# Collected data entries
•••••
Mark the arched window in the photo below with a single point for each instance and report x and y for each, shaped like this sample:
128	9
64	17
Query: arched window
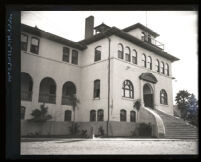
167	69
157	66
149	62
26	87
97	56
122	115
144	60
132	116
120	51
23	112
68	90
47	92
24	42
134	57
128	54
34	45
100	115
163	97
162	68
128	89
97	88
92	115
68	115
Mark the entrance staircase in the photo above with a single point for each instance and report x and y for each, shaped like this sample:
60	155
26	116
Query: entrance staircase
177	128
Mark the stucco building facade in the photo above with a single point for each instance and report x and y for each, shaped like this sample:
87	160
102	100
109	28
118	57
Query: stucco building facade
108	71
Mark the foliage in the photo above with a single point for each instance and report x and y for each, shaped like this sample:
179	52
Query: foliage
40	115
188	105
137	104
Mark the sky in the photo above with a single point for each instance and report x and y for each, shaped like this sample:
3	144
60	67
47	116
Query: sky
178	31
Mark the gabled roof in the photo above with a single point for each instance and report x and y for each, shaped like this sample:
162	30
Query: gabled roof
130	38
50	36
138	25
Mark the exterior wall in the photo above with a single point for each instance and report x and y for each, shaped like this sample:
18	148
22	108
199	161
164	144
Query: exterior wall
123	70
48	63
39	66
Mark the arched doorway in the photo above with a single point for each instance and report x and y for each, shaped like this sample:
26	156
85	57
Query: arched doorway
148	96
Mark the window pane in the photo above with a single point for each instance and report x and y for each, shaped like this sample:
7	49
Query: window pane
34	41
74	57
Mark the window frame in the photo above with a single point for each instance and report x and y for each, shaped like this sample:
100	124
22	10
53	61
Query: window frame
162	66
163	97
97	54
128	55
157	66
91	116
100	115
144	59
149	62
67	115
135	116
24	42
130	89
134	57
31	50
66	55
120	52
74	55
123	115
97	81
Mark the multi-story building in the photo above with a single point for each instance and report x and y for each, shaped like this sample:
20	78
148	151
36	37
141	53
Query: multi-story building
108	71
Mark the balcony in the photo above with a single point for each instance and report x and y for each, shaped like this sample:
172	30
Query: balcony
154	42
47	98
26	95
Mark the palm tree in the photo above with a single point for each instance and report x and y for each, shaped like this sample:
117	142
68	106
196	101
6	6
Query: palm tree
74	102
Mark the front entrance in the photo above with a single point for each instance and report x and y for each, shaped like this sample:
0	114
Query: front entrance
148	96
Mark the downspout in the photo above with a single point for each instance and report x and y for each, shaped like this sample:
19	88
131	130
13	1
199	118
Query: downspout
108	87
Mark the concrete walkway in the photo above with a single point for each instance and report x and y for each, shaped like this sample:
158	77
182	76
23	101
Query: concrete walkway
115	146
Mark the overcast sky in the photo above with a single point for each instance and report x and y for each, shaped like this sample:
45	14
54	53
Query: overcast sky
177	29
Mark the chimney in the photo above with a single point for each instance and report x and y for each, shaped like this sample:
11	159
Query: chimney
89	27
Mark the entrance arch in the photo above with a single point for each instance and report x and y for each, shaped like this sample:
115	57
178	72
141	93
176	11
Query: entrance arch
148	96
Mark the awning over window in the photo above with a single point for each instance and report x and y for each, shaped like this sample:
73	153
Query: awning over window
148	77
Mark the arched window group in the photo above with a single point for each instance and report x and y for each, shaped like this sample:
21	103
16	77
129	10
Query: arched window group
128	53
100	115
163	97
128	90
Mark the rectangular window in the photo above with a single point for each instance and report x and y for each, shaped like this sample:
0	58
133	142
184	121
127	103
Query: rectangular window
24	42
75	57
34	45
134	59
97	55
66	54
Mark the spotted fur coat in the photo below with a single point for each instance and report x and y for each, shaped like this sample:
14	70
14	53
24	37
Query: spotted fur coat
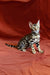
30	39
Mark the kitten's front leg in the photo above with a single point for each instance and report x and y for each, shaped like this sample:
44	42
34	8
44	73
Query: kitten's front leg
38	46
33	49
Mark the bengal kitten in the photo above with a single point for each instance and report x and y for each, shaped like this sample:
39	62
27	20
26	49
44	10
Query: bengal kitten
30	39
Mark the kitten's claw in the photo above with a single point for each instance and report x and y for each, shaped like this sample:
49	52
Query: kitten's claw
34	51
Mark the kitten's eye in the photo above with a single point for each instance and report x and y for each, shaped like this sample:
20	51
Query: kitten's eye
34	24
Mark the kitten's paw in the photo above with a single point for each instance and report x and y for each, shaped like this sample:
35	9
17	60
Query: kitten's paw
24	50
41	51
34	51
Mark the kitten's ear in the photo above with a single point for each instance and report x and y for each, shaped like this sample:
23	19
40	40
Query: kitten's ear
38	23
30	24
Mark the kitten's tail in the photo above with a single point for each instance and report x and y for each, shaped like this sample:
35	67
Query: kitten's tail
10	45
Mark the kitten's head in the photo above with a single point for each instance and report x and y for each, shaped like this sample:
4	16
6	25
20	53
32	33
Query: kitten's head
35	27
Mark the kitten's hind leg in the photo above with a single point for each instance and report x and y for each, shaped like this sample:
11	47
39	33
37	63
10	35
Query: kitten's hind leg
38	46
33	49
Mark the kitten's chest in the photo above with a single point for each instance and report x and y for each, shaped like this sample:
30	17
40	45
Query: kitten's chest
36	38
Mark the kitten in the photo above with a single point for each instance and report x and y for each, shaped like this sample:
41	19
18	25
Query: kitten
30	39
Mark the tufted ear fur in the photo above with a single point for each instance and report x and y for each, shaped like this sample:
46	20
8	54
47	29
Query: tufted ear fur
30	24
38	23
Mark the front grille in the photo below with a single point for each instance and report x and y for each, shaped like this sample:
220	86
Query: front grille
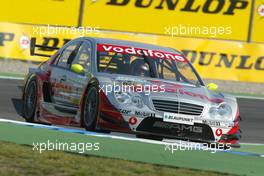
156	126
178	107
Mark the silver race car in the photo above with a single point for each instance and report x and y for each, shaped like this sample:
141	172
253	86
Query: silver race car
114	85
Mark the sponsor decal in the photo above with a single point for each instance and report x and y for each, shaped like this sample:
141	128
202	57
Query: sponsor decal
212	123
125	111
24	42
132	120
178	127
144	114
172	117
206	7
218	132
140	52
261	10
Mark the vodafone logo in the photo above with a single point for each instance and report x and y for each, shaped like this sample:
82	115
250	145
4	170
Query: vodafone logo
218	132
132	120
141	52
261	10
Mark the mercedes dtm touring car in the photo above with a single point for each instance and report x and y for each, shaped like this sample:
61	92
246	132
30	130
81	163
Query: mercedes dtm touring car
115	85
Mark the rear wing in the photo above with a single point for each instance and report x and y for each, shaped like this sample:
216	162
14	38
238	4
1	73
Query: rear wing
33	45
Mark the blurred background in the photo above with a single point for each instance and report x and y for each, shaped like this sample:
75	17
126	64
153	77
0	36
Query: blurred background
223	39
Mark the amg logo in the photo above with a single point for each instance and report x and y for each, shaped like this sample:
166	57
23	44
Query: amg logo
178	127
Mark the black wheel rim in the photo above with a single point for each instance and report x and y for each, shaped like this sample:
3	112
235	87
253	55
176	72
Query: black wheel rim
31	100
91	106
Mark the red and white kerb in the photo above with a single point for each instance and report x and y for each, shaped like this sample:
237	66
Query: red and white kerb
140	52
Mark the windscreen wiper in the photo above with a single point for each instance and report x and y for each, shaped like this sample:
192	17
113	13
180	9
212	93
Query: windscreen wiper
151	71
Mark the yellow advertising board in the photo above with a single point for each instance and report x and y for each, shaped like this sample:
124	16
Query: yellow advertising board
200	18
53	12
258	22
214	59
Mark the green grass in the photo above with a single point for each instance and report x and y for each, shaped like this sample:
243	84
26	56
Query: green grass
12	74
22	160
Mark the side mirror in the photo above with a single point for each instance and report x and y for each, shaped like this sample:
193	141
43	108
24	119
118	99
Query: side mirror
77	68
212	86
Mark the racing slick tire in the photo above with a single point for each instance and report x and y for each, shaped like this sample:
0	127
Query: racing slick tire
90	110
152	137
30	100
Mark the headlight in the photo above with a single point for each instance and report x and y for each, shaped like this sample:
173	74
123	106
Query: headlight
129	98
137	101
223	111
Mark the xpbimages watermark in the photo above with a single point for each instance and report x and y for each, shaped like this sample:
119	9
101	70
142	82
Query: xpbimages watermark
190	30
59	30
80	147
117	87
189	146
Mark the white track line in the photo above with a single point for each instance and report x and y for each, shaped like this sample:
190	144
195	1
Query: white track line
112	136
11	77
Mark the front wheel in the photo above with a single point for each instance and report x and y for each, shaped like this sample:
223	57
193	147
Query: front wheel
91	107
30	100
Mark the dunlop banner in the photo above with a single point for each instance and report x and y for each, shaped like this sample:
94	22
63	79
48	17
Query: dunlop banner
219	19
258	22
214	59
53	12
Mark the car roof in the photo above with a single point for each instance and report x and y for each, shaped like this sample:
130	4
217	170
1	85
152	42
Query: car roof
132	44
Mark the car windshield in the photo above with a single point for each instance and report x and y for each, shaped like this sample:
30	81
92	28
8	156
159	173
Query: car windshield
114	59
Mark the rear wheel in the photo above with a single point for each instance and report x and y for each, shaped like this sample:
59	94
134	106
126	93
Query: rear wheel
91	107
30	100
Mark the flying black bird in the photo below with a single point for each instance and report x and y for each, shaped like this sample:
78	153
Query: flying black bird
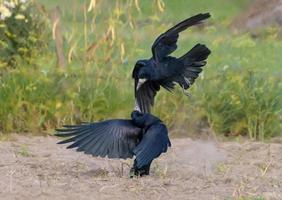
144	136
164	70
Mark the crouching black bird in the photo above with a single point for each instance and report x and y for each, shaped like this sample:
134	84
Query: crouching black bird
164	70
144	136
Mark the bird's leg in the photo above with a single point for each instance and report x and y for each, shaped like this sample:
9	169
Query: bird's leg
143	171
136	107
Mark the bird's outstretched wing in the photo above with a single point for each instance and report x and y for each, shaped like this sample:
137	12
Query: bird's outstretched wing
154	142
145	95
113	138
165	44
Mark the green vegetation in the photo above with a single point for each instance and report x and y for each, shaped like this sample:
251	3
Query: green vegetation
239	92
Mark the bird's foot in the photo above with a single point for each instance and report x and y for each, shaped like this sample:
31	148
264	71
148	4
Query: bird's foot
138	172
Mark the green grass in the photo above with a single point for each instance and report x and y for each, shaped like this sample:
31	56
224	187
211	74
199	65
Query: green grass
239	91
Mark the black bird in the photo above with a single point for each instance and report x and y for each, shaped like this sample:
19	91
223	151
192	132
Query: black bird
144	136
164	70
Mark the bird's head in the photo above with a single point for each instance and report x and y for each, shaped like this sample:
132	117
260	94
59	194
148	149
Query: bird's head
143	120
141	72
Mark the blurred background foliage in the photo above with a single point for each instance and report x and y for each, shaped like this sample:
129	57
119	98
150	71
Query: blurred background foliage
239	92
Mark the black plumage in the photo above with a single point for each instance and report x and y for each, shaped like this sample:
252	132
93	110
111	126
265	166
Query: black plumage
143	136
164	70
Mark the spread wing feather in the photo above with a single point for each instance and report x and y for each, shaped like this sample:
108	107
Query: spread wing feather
166	43
112	138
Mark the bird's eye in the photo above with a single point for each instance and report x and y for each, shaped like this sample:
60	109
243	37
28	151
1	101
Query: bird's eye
141	63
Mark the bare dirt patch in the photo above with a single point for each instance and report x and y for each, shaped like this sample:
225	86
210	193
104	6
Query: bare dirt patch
38	168
260	14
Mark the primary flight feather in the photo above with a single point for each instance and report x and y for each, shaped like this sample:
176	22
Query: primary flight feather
164	70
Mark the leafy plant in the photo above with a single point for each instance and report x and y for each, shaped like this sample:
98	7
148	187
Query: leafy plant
22	32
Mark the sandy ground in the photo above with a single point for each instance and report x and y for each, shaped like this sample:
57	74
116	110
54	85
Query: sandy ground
38	168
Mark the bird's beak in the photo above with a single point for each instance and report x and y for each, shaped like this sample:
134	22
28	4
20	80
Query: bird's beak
140	82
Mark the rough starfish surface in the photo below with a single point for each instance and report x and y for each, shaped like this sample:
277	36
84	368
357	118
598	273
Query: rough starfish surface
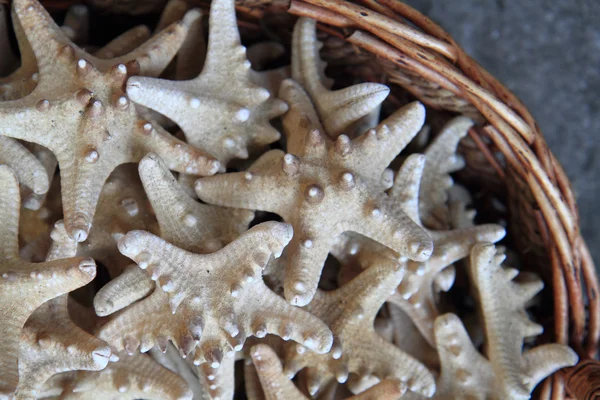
25	286
358	349
416	295
275	385
87	120
221	296
132	377
51	343
325	188
337	109
221	111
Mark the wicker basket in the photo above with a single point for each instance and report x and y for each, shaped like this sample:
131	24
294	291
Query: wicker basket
389	42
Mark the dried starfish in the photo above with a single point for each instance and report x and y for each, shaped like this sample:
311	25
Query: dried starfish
324	189
51	343
24	286
278	386
132	377
220	316
242	122
94	127
122	207
441	161
337	109
358	349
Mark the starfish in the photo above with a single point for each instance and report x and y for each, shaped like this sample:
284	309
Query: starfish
79	112
337	109
51	343
358	349
221	110
25	286
324	188
221	305
132	377
122	207
441	161
275	385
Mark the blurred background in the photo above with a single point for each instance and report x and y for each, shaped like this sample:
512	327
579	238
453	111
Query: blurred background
548	53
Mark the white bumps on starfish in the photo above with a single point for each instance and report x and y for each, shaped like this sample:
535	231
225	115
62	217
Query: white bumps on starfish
324	188
86	119
337	109
25	286
221	111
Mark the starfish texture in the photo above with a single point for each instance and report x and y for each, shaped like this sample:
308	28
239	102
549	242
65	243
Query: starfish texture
324	189
241	123
350	313
51	343
337	109
25	286
276	385
132	377
221	312
94	126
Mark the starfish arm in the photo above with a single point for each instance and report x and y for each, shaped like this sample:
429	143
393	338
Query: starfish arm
179	156
154	55
129	287
34	201
124	43
388	361
145	324
51	343
132	377
373	151
253	189
405	191
301	118
391	227
29	169
441	161
275	384
25	281
306	258
218	382
224	45
196	227
289	322
338	109
10	204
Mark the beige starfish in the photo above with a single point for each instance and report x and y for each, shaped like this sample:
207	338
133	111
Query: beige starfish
51	343
219	316
358	349
24	286
122	207
337	109
276	385
132	377
85	118
324	189
220	111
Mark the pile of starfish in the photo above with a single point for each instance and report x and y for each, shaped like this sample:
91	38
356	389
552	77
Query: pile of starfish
156	227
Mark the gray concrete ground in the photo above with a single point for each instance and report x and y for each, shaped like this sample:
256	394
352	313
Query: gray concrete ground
548	53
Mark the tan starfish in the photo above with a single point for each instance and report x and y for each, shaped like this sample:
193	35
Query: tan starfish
51	343
241	123
79	111
358	349
25	286
275	385
132	377
324	188
337	109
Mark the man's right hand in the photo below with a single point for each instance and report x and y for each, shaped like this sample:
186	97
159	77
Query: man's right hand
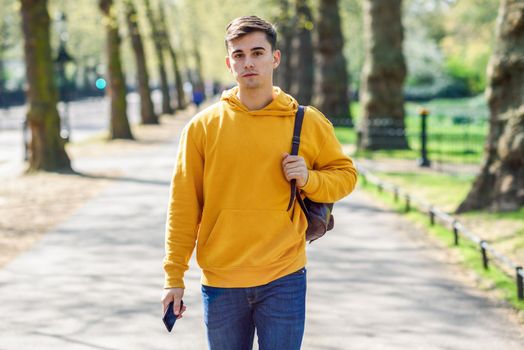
175	295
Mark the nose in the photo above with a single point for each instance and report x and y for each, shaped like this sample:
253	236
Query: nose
248	63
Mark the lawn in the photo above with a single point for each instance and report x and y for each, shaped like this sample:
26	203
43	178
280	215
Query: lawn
503	231
457	129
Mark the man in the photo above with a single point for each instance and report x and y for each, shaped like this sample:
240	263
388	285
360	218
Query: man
230	193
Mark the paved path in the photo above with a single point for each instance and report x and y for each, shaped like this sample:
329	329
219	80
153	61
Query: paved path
95	281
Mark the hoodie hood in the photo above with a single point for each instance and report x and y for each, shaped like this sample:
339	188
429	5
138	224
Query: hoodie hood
283	105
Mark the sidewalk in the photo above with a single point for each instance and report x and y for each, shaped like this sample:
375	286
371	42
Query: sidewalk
95	281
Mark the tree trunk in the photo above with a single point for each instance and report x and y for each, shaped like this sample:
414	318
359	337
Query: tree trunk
159	51
302	58
180	94
119	125
384	71
331	83
285	26
179	84
500	185
199	81
47	148
147	111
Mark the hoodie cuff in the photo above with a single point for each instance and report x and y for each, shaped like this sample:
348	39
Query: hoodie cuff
174	283
312	182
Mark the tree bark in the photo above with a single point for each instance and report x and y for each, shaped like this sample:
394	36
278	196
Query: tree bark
302	58
166	41
119	124
500	184
147	111
285	26
384	72
159	51
331	82
47	148
199	83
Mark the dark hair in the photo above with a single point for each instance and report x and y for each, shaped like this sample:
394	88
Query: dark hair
248	24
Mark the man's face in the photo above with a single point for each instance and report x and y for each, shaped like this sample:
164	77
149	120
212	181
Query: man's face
251	60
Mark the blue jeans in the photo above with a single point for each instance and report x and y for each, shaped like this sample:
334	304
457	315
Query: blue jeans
276	310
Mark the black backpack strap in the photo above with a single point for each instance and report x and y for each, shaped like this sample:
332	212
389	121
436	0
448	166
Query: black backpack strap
295	193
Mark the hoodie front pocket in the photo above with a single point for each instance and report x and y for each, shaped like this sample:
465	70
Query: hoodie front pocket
250	238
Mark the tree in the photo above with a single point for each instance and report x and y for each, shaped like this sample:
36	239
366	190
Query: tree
159	51
285	25
47	148
119	125
500	184
166	41
383	77
147	111
302	58
331	79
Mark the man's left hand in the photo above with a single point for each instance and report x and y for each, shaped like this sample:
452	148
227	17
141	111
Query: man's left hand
295	168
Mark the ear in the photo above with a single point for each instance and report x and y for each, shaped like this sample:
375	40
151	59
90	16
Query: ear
276	58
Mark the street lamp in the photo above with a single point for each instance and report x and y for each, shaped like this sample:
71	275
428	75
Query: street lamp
62	58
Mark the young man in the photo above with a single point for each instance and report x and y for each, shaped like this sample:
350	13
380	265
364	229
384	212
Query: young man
230	193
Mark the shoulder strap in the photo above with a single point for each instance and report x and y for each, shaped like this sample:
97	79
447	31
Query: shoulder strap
299	118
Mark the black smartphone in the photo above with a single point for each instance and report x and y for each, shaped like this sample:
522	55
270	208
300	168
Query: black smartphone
169	317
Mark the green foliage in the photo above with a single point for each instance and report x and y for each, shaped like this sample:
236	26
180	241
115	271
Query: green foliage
467	252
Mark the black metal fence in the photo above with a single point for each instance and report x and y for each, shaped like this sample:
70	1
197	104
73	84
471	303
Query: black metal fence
488	254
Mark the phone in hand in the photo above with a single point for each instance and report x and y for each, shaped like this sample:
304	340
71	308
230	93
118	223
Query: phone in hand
169	317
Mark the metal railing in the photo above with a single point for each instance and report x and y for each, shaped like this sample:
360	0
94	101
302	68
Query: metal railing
488	254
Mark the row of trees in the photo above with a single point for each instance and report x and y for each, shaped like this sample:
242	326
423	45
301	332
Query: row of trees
382	80
47	148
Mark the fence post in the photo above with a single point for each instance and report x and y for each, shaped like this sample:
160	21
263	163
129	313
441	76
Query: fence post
520	291
484	254
455	232
424	161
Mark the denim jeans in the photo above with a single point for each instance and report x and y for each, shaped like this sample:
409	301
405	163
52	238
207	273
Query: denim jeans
276	310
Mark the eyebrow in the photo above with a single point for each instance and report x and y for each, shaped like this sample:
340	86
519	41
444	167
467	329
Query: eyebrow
253	49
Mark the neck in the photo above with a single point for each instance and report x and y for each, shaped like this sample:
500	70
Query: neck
255	99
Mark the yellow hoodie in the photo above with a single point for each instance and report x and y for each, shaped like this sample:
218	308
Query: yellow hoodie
229	195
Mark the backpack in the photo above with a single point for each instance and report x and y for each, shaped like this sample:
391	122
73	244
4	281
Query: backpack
318	215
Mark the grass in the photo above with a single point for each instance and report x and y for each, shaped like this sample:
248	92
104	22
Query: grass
448	191
457	129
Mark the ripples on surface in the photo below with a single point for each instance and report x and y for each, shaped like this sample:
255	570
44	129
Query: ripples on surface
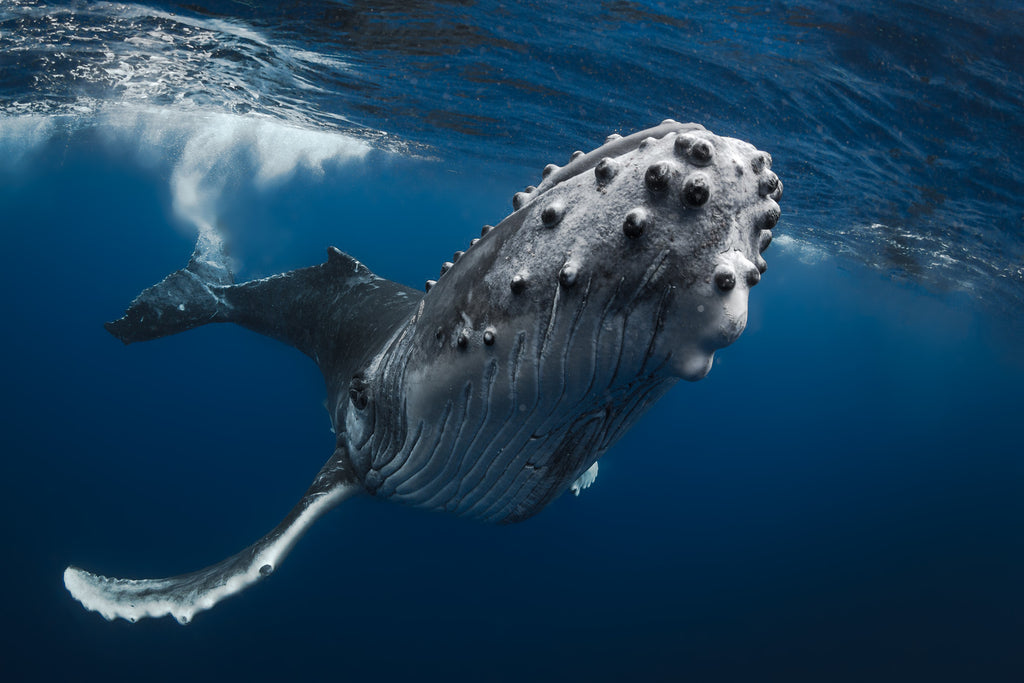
896	126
•••••
Output the line that contains "Mark the eyebrow" and every subsequent line through the end of the entries, exactly as given, without pictures.

Mark the eyebrow in the photo above with a single point for each instance and report x and y for each, shaped like this sample:
340	86
519	41
444	167
467	329
Query: eyebrow
253	49
Mark the neck in the photo above with a single point for each instance and report x and y for each, shaped like this sample:
500	70
Query: neck
255	99
Mark the yellow hoodie in the photo above with a single point for each instance and report x and y for each, shaped like this sample:
218	308
Query: yellow hoodie
229	195
Mark the backpack in the photo above with a single point for each instance and report x and y for each, shaped like this sample:
391	122
73	244
4	281
Query: backpack
318	215
Mark the grass in the photo above with a single point for each instance and report x and y for each, shaped like this sample:
248	92
104	22
Query: grass
448	191
457	129
Mark the ripples on surface in the photo below with a single point for each instance and report x and y for each, shaped like this sample:
255	570
44	129
Query: ripples on surface
896	126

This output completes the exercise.